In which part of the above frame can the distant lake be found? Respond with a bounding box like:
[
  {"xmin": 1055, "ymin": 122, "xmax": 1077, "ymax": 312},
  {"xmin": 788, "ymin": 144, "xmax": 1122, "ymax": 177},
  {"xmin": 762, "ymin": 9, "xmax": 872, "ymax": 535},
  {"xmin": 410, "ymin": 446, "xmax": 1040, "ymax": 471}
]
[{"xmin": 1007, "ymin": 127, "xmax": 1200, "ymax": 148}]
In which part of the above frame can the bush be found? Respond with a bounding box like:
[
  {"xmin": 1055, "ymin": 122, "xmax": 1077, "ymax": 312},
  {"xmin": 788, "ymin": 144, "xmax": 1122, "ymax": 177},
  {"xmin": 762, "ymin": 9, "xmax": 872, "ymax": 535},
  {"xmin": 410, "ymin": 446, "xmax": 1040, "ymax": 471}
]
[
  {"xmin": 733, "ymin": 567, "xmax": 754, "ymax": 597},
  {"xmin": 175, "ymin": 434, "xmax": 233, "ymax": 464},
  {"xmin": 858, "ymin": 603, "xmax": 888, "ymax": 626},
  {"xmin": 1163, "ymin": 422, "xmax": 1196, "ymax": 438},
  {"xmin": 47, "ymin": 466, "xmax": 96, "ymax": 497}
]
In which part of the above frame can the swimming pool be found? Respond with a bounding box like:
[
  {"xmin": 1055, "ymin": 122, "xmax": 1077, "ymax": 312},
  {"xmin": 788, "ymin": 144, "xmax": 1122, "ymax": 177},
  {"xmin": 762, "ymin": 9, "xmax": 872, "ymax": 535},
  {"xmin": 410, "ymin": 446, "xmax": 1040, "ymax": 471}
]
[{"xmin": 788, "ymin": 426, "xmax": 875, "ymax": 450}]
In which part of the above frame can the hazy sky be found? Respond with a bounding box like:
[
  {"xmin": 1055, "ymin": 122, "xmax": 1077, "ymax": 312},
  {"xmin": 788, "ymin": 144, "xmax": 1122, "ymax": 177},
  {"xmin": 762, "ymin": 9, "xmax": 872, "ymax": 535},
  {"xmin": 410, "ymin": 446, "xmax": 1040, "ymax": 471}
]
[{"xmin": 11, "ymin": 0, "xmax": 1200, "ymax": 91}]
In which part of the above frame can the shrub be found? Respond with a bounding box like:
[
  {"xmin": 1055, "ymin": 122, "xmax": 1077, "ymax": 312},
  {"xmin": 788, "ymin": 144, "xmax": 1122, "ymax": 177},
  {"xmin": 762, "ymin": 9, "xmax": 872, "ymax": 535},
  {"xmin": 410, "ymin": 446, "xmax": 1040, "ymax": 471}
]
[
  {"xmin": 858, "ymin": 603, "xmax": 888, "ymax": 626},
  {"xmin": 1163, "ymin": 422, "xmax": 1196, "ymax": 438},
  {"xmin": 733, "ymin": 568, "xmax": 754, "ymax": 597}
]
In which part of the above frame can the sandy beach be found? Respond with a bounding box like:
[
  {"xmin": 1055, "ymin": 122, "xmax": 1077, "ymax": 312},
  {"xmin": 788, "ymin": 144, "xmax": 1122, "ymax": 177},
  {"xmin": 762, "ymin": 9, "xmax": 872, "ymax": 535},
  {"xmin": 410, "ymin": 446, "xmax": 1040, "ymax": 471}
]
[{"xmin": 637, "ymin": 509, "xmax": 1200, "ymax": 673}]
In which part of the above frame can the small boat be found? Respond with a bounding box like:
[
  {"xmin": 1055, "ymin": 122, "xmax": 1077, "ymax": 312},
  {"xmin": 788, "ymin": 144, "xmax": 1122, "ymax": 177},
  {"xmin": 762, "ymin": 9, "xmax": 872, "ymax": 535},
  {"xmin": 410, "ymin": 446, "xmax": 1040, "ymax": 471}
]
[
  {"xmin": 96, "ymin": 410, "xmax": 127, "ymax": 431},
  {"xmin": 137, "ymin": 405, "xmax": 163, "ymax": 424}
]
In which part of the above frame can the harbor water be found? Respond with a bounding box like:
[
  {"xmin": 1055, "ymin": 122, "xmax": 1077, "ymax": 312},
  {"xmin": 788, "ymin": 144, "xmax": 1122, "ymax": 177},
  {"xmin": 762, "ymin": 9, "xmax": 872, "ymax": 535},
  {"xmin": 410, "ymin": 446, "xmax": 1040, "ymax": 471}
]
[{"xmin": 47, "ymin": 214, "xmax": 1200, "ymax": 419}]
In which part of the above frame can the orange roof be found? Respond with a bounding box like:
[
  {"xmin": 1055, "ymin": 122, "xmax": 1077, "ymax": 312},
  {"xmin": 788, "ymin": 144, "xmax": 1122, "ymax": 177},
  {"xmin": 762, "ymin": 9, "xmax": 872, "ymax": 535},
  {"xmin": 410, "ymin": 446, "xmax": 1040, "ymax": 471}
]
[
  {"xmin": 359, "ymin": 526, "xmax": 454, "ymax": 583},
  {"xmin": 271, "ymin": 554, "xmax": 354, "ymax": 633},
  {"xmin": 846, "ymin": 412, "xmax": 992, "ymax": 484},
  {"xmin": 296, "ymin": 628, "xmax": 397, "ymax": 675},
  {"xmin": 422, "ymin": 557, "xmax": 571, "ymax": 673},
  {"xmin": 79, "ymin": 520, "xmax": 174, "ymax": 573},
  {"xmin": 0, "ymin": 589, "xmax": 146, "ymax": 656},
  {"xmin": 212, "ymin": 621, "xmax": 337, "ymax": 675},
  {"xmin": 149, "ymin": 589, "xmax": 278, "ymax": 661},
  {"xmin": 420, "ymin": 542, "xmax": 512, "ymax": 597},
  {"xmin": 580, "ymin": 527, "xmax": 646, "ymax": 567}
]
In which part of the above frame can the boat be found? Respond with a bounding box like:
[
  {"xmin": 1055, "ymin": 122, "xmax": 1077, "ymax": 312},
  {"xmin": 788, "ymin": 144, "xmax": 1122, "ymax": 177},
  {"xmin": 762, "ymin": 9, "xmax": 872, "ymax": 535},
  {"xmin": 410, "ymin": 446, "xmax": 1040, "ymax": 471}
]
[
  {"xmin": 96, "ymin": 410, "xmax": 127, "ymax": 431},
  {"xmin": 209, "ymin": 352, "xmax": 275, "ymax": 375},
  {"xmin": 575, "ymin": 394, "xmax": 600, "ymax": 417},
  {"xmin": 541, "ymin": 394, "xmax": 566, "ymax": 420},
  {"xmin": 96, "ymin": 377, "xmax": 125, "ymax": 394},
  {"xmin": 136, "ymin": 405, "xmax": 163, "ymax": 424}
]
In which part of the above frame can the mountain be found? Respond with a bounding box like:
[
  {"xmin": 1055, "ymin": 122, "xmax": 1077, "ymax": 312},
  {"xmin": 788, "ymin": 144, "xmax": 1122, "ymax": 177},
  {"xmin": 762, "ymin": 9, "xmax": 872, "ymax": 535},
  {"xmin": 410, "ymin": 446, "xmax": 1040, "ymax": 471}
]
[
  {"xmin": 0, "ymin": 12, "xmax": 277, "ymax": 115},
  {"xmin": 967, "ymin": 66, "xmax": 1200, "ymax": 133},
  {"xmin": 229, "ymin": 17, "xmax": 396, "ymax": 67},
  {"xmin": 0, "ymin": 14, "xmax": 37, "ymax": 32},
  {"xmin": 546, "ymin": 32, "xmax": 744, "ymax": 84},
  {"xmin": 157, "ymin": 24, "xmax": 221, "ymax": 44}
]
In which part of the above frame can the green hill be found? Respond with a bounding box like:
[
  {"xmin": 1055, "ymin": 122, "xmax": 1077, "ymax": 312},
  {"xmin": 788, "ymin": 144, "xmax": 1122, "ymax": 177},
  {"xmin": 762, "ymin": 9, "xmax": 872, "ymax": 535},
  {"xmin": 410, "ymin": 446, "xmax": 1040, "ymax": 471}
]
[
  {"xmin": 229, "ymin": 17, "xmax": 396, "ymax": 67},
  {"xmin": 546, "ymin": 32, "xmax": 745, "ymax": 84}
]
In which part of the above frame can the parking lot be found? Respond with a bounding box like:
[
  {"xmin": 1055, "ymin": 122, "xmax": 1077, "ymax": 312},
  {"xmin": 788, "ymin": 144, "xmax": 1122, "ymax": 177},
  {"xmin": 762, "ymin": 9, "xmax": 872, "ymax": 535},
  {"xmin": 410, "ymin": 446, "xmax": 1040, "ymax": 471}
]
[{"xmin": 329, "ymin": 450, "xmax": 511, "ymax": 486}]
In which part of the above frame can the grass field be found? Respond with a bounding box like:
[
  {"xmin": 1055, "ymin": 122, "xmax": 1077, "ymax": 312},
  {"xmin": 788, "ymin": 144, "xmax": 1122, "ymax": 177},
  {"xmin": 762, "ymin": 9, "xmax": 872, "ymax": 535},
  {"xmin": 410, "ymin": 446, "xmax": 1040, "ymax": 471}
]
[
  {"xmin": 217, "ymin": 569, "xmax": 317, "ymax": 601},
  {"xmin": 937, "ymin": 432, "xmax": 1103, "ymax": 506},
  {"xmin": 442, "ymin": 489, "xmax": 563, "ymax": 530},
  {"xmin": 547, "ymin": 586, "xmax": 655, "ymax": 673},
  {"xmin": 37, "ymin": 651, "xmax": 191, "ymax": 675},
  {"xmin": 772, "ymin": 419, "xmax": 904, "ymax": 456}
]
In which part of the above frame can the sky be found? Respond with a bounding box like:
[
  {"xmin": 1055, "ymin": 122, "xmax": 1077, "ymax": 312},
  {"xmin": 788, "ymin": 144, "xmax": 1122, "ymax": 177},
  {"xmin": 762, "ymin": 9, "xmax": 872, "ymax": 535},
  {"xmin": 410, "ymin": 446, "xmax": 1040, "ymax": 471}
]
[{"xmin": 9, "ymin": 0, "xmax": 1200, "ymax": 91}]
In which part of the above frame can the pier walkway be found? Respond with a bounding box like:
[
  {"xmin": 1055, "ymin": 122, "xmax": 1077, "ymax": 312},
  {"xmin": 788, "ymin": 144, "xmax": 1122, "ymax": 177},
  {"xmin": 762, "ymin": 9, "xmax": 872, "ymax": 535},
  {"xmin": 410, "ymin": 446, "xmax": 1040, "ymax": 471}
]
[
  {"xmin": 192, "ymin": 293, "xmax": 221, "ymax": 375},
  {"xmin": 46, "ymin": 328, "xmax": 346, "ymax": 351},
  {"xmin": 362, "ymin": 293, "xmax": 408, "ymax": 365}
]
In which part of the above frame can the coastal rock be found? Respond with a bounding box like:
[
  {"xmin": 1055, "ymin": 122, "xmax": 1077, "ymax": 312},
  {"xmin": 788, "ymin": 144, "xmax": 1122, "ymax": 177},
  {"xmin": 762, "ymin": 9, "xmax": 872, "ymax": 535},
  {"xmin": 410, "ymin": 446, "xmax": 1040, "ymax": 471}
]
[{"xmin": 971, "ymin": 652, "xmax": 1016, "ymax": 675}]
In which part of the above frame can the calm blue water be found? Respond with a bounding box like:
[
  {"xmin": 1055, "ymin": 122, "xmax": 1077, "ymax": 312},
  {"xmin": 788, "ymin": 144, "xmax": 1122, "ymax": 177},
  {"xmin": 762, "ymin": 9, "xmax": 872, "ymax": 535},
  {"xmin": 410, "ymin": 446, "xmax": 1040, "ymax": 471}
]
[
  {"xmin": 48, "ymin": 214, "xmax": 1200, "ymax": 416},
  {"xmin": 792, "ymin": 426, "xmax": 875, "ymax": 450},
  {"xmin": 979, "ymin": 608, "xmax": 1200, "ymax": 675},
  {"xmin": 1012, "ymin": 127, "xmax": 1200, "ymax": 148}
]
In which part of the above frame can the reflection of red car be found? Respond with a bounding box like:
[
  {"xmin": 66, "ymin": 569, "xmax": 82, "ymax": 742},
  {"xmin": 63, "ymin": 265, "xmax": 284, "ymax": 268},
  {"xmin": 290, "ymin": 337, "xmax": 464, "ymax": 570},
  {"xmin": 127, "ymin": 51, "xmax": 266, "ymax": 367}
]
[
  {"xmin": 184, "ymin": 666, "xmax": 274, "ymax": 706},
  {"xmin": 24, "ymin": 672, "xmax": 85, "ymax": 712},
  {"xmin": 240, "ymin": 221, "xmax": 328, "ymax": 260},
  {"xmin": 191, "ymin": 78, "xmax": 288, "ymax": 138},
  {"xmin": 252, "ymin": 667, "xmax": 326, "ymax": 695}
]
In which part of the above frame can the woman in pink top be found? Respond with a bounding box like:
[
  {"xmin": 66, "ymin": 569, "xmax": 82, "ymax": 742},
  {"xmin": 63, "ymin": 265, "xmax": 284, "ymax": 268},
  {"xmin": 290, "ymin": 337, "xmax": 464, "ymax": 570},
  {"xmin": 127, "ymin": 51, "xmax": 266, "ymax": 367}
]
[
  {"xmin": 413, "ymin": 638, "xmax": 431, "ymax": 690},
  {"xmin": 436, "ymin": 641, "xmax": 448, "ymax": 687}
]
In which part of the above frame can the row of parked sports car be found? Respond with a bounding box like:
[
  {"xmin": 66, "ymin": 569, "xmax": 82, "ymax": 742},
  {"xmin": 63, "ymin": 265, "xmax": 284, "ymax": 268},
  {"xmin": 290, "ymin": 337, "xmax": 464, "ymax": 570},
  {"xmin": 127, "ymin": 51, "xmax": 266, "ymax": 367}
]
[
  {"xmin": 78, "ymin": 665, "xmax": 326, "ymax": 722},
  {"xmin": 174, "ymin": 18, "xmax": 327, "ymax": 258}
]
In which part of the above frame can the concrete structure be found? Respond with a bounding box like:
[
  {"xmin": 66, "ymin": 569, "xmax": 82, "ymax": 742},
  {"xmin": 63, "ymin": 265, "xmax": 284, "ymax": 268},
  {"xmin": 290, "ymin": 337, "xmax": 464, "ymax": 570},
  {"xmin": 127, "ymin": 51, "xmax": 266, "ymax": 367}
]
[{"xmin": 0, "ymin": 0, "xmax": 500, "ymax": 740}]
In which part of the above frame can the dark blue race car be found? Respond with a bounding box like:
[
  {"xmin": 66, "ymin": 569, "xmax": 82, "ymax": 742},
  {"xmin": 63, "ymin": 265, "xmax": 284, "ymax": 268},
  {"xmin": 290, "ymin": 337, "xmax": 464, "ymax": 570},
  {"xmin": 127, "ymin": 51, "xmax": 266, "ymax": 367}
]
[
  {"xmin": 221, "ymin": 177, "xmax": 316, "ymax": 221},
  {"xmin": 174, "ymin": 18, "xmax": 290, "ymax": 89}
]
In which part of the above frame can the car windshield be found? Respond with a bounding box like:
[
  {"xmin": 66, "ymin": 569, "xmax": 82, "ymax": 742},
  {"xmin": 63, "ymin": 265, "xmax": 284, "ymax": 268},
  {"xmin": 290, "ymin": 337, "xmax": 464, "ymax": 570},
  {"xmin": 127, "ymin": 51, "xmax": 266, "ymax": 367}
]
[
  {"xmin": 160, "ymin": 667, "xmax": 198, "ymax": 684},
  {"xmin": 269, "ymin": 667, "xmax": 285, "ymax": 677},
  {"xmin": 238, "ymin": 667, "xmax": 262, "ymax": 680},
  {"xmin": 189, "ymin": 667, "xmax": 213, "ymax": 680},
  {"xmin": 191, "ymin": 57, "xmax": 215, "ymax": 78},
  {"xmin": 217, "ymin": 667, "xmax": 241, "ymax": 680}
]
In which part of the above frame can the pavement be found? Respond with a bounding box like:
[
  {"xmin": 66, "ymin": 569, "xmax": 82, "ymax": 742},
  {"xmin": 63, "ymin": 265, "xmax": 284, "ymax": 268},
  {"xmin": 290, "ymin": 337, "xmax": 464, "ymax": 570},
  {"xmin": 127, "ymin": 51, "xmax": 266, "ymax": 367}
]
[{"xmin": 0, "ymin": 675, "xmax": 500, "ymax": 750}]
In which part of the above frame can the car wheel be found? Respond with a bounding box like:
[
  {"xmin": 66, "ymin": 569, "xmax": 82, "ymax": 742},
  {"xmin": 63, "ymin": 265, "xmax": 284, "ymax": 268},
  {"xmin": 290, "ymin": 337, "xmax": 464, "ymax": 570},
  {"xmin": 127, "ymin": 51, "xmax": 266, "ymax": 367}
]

-------

SHORT PROBLEM.
From the items above, report each line that contains the word "boat", copying every such line in full.

RESULT BELOW.
In which part of the above frame can the small boat be found? Respond with a bounding box like:
In which part of the above frame can the boat be found? Respond with a bounding box like:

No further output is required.